## Start READING PASSAGE
Editor’s note: Due to the sheer amount of interesting material here we decided to break this into a two-part article.
All across Japan, one sight remains ubiquitous – the convenience store.
A far, far cry from their American cousins, convenience stores in Japan are without exception, spotless, well-stocked, open 24x7, and are … well, actually convenient.
What this post is not
The internet is full of articles on Japanese convenience stores, about the interesting foods they sell, the services they provide, and how mind blown first-time visitors are.
In this post we will skip all of that and instead dive into some of the less-explored facets of Japanese convenience stores.
For readers not familiar with the topic, here is a quick gist.
Japan has over 56,000 convenience stores across its 47 prefectures. These stores sell everything including food, drinks, alcohol, concert tickets, and bus reservations, while also doubling as ATMs, book stores, and even Amazon pick up points. They are clean, bright, welcoming, open 24x7, and safe.
In a week, a convenience store could be manned by as many as 20 part-time employees and a couple of full-time employees.
The modern Japanese convenience store is a marvel of logistical and technical efficiency that people (including this author) are blind to till they step out of the country. Just like we don’t give a second thought to our watches despite them being incredibly complex technical wonders, it’s magic that seems mundane.
But how did Japan’s convenience stores reach this state?
Answering this question took me down a fascinating rabbit hole of social changes, war, regulations, and history.
## End READING PASSAGE
## Start ENTRIES SUPPLIED
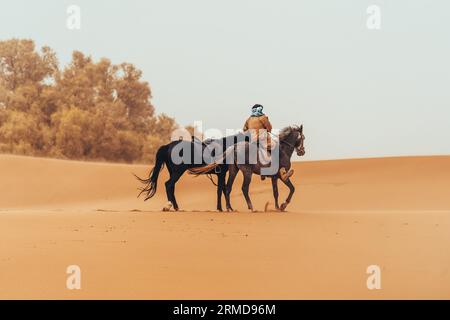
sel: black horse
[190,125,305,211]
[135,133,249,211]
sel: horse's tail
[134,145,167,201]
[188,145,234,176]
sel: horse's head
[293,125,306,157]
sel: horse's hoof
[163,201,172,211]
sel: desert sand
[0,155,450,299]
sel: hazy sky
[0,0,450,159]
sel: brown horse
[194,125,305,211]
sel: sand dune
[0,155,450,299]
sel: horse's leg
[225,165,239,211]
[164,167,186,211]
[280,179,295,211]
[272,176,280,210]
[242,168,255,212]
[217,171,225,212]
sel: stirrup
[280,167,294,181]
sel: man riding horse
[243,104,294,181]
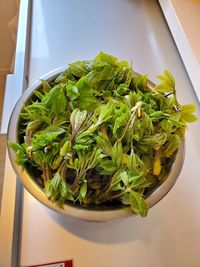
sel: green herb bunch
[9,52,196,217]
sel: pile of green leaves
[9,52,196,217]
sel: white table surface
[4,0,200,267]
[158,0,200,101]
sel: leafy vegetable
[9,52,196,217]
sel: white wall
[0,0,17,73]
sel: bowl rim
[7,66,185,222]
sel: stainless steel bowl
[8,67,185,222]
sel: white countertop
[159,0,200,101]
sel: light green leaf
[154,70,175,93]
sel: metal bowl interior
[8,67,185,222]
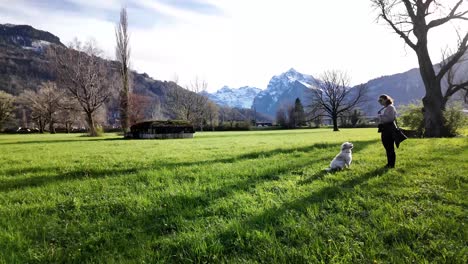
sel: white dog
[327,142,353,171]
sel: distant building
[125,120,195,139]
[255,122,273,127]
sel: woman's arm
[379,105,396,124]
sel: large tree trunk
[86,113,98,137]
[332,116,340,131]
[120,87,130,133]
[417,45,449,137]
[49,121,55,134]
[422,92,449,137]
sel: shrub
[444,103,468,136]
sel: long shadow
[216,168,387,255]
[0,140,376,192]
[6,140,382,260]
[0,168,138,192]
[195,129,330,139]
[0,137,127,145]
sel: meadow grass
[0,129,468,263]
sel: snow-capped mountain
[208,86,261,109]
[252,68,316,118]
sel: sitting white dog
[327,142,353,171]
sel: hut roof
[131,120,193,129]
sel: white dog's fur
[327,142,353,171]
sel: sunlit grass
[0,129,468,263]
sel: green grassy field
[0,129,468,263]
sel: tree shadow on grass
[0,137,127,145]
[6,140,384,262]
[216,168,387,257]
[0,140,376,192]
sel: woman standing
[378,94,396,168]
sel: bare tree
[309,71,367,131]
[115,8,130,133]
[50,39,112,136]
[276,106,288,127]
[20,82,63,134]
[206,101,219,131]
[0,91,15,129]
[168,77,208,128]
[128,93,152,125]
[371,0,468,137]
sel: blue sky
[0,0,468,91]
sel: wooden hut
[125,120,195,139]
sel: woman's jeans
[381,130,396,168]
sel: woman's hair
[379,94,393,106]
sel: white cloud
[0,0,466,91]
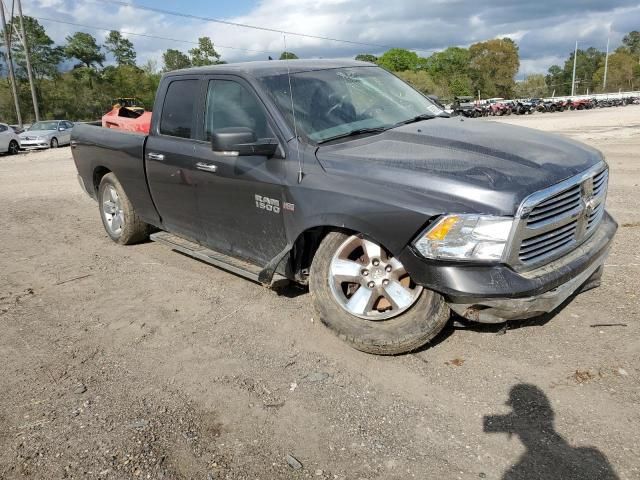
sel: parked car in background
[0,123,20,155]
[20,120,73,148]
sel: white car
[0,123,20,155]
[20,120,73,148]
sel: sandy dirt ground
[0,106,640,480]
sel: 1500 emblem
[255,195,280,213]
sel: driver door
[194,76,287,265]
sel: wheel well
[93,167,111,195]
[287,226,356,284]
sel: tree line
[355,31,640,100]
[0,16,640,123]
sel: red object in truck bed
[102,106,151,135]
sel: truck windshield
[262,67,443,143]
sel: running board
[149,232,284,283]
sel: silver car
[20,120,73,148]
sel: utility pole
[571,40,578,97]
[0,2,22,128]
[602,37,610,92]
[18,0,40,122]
## End ENTRIES SUPPLIED
TASK SET =>
A: According to the convenience store article, how many convenience stores does Japan have?
B: Translate this sentence from the convenience store article into Spanish: "All across Japan, one sight remains ubiquitous – the convenience store."
C: Please write out everything in the convenience store article from "Japan has over" down to "reach this state?", swapping "watches" for "phones".
The material above comes from a separate source and is unrelated to the convenience store article.

EXERCISE ANSWERS =>
A: Over 56,000.

B: En todo Japón, hay una imagen que sigue siendo omnipresente: la tienda de conveniencia.

C:
Japan has over 56,000 convenience stores across its 47 prefectures. These stores sell everything including food, drinks, alcohol, concert tickets, and bus reservations, while also doubling as ATMs, book stores, and even Amazon pick up points. They are clean, bright, welcoming, open 24x7, and safe.
In a week, a convenience store could be manned by as many as 20 part-time employees and a couple of full-time employees.
The modern Japanese convenience store is a marvel of logistical and technical efficiency that people (including this author) are blind to till they step out of the country. Just like we don’t give a second thought to our phones despite them being incredibly complex technical wonders, it’s magic that seems mundane.
But how did Japan’s convenience stores reach this state?